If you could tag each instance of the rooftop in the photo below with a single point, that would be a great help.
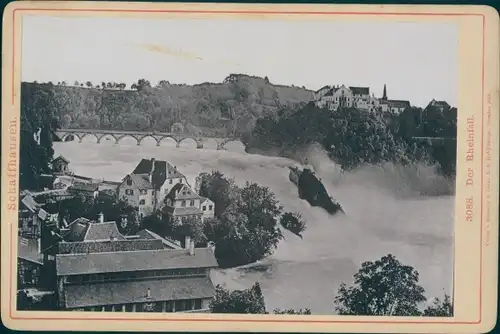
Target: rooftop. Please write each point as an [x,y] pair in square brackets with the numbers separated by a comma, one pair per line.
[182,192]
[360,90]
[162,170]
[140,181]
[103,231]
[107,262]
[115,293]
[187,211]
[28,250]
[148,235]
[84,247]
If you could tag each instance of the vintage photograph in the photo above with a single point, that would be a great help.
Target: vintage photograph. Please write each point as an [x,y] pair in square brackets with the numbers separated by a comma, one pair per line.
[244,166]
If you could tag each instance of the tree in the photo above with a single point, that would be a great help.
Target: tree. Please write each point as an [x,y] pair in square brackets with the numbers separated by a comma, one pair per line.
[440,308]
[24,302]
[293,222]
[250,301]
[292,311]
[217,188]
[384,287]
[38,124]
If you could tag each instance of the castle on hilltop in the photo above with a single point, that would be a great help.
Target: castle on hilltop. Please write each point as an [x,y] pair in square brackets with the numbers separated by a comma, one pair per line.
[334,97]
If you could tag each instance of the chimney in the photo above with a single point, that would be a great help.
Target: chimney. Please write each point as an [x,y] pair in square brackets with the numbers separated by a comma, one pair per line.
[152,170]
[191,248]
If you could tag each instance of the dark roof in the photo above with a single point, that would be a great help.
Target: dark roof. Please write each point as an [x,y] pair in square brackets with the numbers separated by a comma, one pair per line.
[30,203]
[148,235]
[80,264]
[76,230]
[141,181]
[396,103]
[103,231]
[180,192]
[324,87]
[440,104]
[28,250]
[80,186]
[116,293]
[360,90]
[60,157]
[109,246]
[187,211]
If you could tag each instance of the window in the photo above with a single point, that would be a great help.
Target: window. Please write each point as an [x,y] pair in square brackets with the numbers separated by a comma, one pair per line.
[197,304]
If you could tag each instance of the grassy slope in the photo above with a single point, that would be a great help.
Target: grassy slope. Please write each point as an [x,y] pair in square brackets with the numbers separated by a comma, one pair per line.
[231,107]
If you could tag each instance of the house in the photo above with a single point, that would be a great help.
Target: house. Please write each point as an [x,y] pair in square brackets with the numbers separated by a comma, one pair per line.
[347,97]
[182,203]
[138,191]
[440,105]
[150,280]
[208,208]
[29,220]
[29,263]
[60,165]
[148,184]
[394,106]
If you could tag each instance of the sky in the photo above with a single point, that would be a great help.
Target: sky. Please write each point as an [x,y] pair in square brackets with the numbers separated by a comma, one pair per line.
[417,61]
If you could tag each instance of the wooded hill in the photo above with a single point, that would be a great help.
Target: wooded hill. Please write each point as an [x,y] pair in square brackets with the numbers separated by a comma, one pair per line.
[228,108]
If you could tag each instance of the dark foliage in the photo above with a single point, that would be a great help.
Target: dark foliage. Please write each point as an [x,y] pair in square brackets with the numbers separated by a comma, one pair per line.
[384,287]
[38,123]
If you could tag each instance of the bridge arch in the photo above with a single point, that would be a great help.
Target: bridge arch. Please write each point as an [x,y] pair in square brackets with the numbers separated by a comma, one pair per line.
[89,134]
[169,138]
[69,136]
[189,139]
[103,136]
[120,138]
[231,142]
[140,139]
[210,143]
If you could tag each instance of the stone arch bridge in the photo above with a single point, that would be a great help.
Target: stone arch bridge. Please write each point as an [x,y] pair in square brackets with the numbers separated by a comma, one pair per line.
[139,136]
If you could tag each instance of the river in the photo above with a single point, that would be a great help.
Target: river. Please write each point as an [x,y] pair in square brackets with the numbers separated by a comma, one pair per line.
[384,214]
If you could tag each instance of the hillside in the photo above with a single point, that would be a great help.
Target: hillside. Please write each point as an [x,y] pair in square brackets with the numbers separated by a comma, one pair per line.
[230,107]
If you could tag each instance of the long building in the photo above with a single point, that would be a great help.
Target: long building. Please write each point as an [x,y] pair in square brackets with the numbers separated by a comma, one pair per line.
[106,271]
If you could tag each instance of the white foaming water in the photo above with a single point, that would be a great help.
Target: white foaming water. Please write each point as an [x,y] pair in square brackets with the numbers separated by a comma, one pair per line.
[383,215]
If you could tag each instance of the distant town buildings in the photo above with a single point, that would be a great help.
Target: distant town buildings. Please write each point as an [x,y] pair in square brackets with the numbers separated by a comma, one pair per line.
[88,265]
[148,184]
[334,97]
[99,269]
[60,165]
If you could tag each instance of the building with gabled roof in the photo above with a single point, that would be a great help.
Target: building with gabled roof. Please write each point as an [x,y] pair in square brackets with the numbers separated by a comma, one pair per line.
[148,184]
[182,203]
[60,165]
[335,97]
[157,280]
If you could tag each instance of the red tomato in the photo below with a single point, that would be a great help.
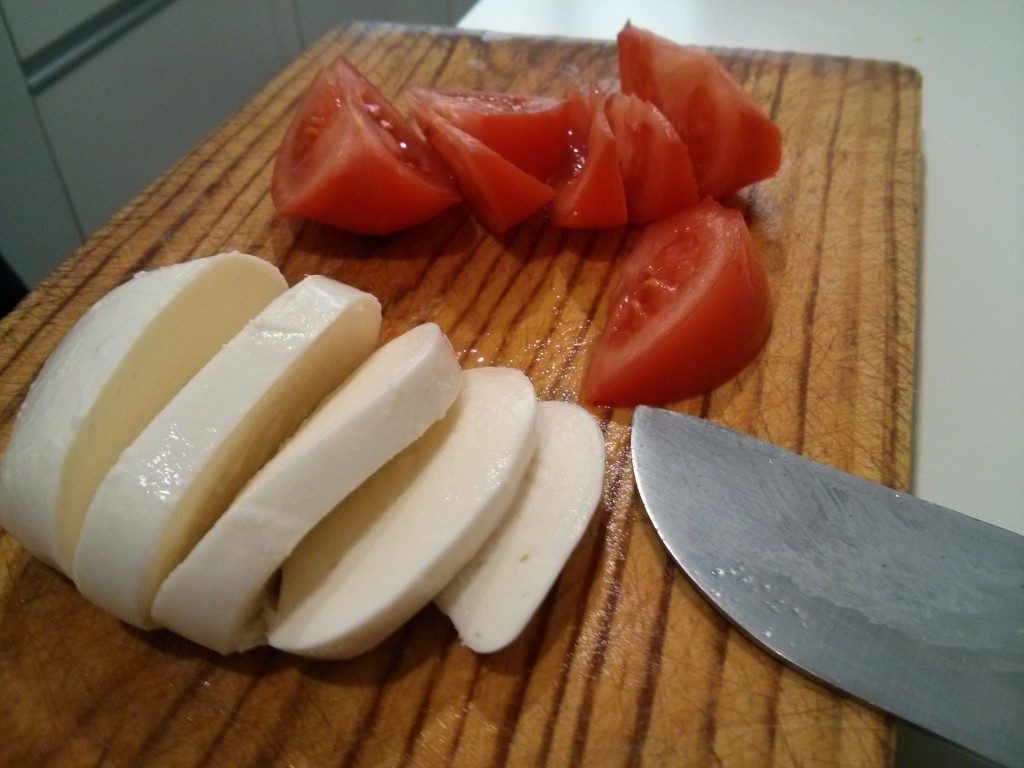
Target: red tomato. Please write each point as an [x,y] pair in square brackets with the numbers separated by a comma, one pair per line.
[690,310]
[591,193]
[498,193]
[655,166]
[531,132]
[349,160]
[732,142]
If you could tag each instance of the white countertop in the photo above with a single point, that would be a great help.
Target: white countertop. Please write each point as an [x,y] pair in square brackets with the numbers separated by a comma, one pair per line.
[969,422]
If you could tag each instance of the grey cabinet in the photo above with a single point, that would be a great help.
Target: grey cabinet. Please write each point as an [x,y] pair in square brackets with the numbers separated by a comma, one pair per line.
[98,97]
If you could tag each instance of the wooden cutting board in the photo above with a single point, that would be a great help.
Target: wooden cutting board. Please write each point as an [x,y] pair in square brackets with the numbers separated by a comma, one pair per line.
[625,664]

◇ ◇ ◇ ◇

*What you will do*: Leave out the images and copy all remaining data word for word.

*Task response*:
If you could tag each instance of the rooftop in the photo below with a single point, that would be a great help.
Target: rooftop. Please write each point as an [x,y] pair in square brackets with the numbers separated by a comma, one pair per line.
[182,192]
[360,90]
[162,170]
[140,181]
[103,231]
[107,262]
[115,293]
[187,211]
[28,250]
[148,235]
[84,247]
If you could tag each instance of the vintage photograph in the photo above with a single point, that would be a great help.
Target: vintage photograph. Please write each point as an [x,y] pair in square brackets with the numbers separated by a comma, one pair per line.
[244,166]
If you could tag each instance of the tree in the photo above with a single point, that would be a great help.
Target: tree. Please write each point as an [x,y] pair in square brackets with the numbers separated by a comma, one pair per line.
[440,308]
[24,302]
[293,222]
[250,301]
[292,311]
[217,188]
[384,287]
[38,124]
If you could tag each instance of the castle on hilltop in the photo above with a single point, that would be a great help.
Target: castle on hilltop. Please write each point as an [x,y] pair in square brackets with the numbers separated by a comma, one pair per line.
[334,97]
If you could tag each instance of the chimney in the photo above with a single point, that would be a great help.
Target: chimney. Please write each point as an [x,y] pair in square brackets with the numbers separated by a comma, one pair per line.
[152,170]
[191,248]
If you could tag each instance of the dark roof in the photo above with a single point, that would be a great help.
Target: dark roof. Please write each point as an [x,y] pair in square brackets with the numbers separated by a comma, one pair per line.
[30,203]
[148,235]
[80,264]
[76,230]
[141,181]
[396,103]
[103,231]
[180,192]
[324,87]
[440,104]
[28,250]
[80,186]
[116,293]
[360,90]
[60,157]
[109,246]
[187,211]
If you could tag each instance of the window in the photo above with a single point, that would be a great help.
Target: window. Please write each point as an [x,y] pair in square brackets with the numbers separated by a comma, one pair per line.
[197,304]
If you could tag each instance of the grassy slope in the photo above with a single point, that would be a great help.
Target: grassy slope. Please write each point as an [x,y] pair in square brackets with the numbers separated by a comma, one pair per line.
[231,107]
If you could tag each instance of the house in the photo above with a single point, that would be a great help.
Target: house. Please write each point as an [x,y] pair in square brackets with the numbers separated by a comma, one pair per line.
[347,97]
[182,203]
[138,191]
[440,105]
[150,280]
[208,208]
[29,220]
[29,263]
[60,165]
[148,184]
[394,106]
If you could tag each instance of the sky in the photo above with a single point, that would be a great help.
Target: sky. Please write each point as an [x,y] pair in square brackets with the numbers separated by a comma, one pair per line.
[417,61]
If you could tag each instance of the wooded hill in the photo above with a single point, that would be a great help.
Target: wooded hill. Please write each point as an [x,y] pair in square brackets with the numbers separated by a comma, one pair per line.
[228,108]
If you could tag each instance of the dark foliage in the photo above with a single point, that would be a great help.
Target: dark foliage. Please write each point as an [x,y] pair in square brackets with the numbers separated by a comma, one pair per line.
[384,287]
[38,123]
If you could tag each instance of the bridge arch in the photo above with a single point, that would be a great help.
Target: bridge arch. Please write each point as an [x,y] pair in square brackets with the numbers separated by a comma, one pair per line.
[89,134]
[169,138]
[69,136]
[189,139]
[103,136]
[120,138]
[231,142]
[140,139]
[210,143]
If you could tag each instance of the stone arch bridge in the photo above with a single point, that would be a great help.
Target: stone arch bridge. Please write each point as an [x,y] pair in square brackets with the numbers separated by a comma, one pair per line.
[139,136]
If you could tag each instance of the river in the photo above with a single point, that would be a great help.
Target: river. Please write each point as an [x,y] pair in square brackets with the numbers separated by a comma, one pair per line.
[384,214]
If you could tag each instance of the hillside in the photo above with a single point, that would be a great help.
Target: hillside. Please write each point as an [x,y] pair in square brackets with the numbers separated by a comma, one pair per line.
[230,107]
If you could tag each instance of the long building in the photo above with a single point, that would be a great help.
Target: long building. Please write each point as an [x,y] pair in square brackets with the numbers separated by a comma, one pair per line.
[106,271]
If you could tag each instance of the white foaming water in the photo above with a single point, that would be a great help.
Target: white foaming water. Please write each point as an [x,y] pair in square brackets with the numbers separated by a comma, one pair per line.
[383,215]
If you could tag each instance of the distant town buildings in the photo above with a single point, that would be a great help.
Target: distant town buildings. Please write each point as an [x,y] pair in square brackets with the numbers separated by a comma, one pair per line.
[88,265]
[148,184]
[334,97]
[99,269]
[60,165]
If you could tag each instance of the building with gabled roof in the photo above with a single point, that would be a great help.
Target: building with gabled roof. Please write each point as an [x,y] pair in square brackets with the numbers separated by a comma, one pair per line.
[148,184]
[182,203]
[60,165]
[335,97]
[157,280]
If you could tag each instance of the red tomato in the photo below with a single point, that would be a great help.
Target: red tomato. Please write each point as an [x,y] pair in square brackets with the numbers separated by a comma, one pair per line.
[690,310]
[591,193]
[498,193]
[655,166]
[531,132]
[349,160]
[732,142]
If you could tag each instance of the white countertop in the photo above with a single point, that would be a great help.
Target: white countertop. Please write each point as an [x,y] pair in square brackets with the numbers separated by a comma, one pair per line.
[969,422]
If you could tag each instance of the grey cabinet in the photo above with a single point, that would be a great help.
Target: grey cabinet. Please write each point as an [x,y] pair in square brackets with the numbers separated by a comma, one pair per line.
[98,97]
If you could tag each instance of the wooden cutting board in the photo above with a single point, that would be a great help.
Target: wooden cutting board. Please write each point as an [x,y] pair in square brackets with the numbers separated by a comma, one pair per line.
[625,664]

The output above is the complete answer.